Les deux cartes datées de 1610 sont exceptionnelles.
1610 - Plan du cours de l'Adour
Orientée (le nord est en haut), cette carte est exceptionnelle pour ce qu’elle nous montre de la navigation sur l’Adour. Trois espaces s’en dégagent. En amont du fleuve au pied du pont de Dax sept embarcations sont amarrées perpendiculairement aux deux rives. Il s’agit de bateaux de transport de marchandises ou de pêche, Dax ayant été jusqu’au XIXème siècle un port d’embarquement et débarquement de marchandises dont le bois, la résine et le vin. Entre le pont de Dax et celui, en aval, de Saint-Esprit face à Bayonne, onze embarcations fluviales remontent le fleuve. Propulsés par des rameurs ou aidés d’une voile, ces bateaux s’apparentent à la batellerie fluviale et pourraient bien évoquer les chalands et tilholes courants à cette époque. En aval de Bayonne on observe cinq navires de haute mer, reconnaissables à leur gaillard et dunette arrière (partie surélevée). Quelques-uns remontent le fleuve aidés d’une chaloupe, d’autres sont en attente au large de l’arrivée du pilote qui semble se diriger vers eux.

§ Travail demandé:
1. Dans la liste, reprenez les lignes depuis celle qui contient « Target = jersey badge » jusqu'à la fin de la liste. Remplacez chaque « jersey » par « shirt » sans rien modifier d'autre.
2. Rédigez la suite de l'extrait sur le plan du cours de l'Adour, après sa dernière phrase.
L'extrait et la liste n'ont aucun lien entre eux.

§ Données fournies:
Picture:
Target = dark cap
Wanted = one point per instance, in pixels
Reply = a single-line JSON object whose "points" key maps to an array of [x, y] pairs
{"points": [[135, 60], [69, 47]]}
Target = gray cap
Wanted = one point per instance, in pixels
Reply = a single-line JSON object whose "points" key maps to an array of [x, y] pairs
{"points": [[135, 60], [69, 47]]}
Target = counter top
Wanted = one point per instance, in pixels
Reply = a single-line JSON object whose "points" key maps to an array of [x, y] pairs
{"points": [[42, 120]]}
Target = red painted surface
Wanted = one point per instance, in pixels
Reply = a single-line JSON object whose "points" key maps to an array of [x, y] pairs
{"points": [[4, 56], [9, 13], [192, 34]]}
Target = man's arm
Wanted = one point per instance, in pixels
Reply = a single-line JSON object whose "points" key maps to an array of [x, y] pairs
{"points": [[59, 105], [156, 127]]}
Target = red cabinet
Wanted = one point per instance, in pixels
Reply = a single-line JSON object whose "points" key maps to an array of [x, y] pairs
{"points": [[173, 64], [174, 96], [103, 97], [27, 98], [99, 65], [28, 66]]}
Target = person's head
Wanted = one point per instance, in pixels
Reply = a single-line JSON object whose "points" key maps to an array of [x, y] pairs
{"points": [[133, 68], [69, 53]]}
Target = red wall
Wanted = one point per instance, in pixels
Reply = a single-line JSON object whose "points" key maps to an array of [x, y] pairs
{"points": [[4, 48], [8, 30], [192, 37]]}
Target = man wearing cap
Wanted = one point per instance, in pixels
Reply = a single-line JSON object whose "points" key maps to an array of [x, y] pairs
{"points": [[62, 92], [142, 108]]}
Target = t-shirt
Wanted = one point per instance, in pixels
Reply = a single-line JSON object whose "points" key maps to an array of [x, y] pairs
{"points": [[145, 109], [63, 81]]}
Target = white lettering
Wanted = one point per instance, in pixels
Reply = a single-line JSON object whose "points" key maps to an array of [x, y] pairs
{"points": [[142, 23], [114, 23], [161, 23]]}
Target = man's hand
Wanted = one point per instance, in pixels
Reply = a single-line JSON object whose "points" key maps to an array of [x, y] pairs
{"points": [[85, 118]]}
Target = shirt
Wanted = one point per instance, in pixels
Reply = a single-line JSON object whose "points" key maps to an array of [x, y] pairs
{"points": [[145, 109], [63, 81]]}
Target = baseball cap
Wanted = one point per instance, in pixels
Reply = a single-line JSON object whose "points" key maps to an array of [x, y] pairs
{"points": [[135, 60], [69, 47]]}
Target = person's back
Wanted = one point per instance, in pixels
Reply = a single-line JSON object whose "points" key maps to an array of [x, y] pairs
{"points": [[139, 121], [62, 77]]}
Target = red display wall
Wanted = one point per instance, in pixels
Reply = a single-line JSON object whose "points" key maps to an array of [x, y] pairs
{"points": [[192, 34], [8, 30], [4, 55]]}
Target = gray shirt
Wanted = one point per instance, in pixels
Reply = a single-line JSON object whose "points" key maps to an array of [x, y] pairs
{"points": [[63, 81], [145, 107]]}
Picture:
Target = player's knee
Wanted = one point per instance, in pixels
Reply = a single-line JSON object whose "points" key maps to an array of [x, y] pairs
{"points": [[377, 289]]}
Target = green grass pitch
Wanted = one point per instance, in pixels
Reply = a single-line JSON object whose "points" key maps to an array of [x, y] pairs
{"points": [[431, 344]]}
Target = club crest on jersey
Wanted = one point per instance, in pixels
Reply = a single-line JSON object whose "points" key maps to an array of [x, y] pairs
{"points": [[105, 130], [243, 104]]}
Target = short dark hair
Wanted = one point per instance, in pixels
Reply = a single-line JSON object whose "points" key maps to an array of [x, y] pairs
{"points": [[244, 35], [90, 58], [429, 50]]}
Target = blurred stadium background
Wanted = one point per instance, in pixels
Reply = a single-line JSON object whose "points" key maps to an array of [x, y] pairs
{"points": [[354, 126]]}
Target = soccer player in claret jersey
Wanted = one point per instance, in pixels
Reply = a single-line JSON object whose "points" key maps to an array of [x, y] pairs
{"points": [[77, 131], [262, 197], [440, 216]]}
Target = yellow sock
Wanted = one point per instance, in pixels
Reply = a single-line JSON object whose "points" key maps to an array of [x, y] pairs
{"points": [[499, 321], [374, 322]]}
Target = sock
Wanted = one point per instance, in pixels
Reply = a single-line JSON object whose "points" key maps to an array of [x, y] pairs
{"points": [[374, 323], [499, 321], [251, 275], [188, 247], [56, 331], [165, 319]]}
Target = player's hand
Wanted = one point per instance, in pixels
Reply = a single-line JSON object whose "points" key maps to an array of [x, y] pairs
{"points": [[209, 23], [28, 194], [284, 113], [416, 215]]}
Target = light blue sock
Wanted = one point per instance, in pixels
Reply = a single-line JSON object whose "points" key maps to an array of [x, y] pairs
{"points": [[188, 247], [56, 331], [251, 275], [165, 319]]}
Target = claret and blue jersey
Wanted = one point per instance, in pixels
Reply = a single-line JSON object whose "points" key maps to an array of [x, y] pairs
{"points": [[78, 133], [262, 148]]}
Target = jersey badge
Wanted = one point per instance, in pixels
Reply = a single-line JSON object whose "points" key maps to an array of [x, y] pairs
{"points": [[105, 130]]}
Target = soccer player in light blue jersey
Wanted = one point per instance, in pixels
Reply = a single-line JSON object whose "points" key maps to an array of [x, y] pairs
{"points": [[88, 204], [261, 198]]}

§ Réponses ci-dessous:
1.
Target = shirt badge
Wanted = one point per instance, in pixels
Reply = a single-line JSON object whose "points" key maps to an array of [x, y] pairs
{"points": [[105, 130]]}
Target = soccer player in light blue shirt
Wanted = one point per instance, in pixels
Reply = a single-line JSON object whose "points" key maps to an array of [x, y] pairs
{"points": [[88, 204], [261, 198]]}

2.
1610 - Plan du cours de la rivière et terrain depuis Naguille
Ce plan orienté le nord en bas, le sud en haut, l’ouest à droite et l’est à gauche et représentant la chaîne des Pyrénées donne l’impression que le dessinateur était en hauteur et surplombait la ville de Bayonne. La navigation y est intense. Bateaux de haute mer en aval du pont, batellerie fluviale en amont. On peut, ici aussi, identifier les embarcations. Des chalands et tilholes reconnaissables à leur forme et modes de propulsion. Les chalands, pointus à l’avant et à l’arrière, étaient utilisés pour se déplacer sur le fleuve ou pour la pêche (non identifiable ici) ; les tilholes, pointues à l’avant et plates à l’arrière étaient principalement utilisées pour la pêche ou le transport de produits non pondéreux. Cette illustration évoque bien l’importance et la diversité des modes de navigation à l’époque où la voie fluviale est plus rapide que la voie terrestre.
Progressivement, la manière de faire les cartes va changer. Les méthodes triangulation notamment, vont permettre de s’affranchir des points de repères forcées qu’étaient les fleuves. Les transports vont également évoluer et des routes ou des voies ferrées se créent indépendamment des reliefs et des vallées. Faire apparaitre les fleuves sur les cartes devient moins stratégique.
Sur l'auteur
Sophie Lefort est guide-conférencière Ville d'art et d'histoire / Office de Tourisme de Bayonne, Docteur en Histoire (Université de Pau et des pays de l'Adour)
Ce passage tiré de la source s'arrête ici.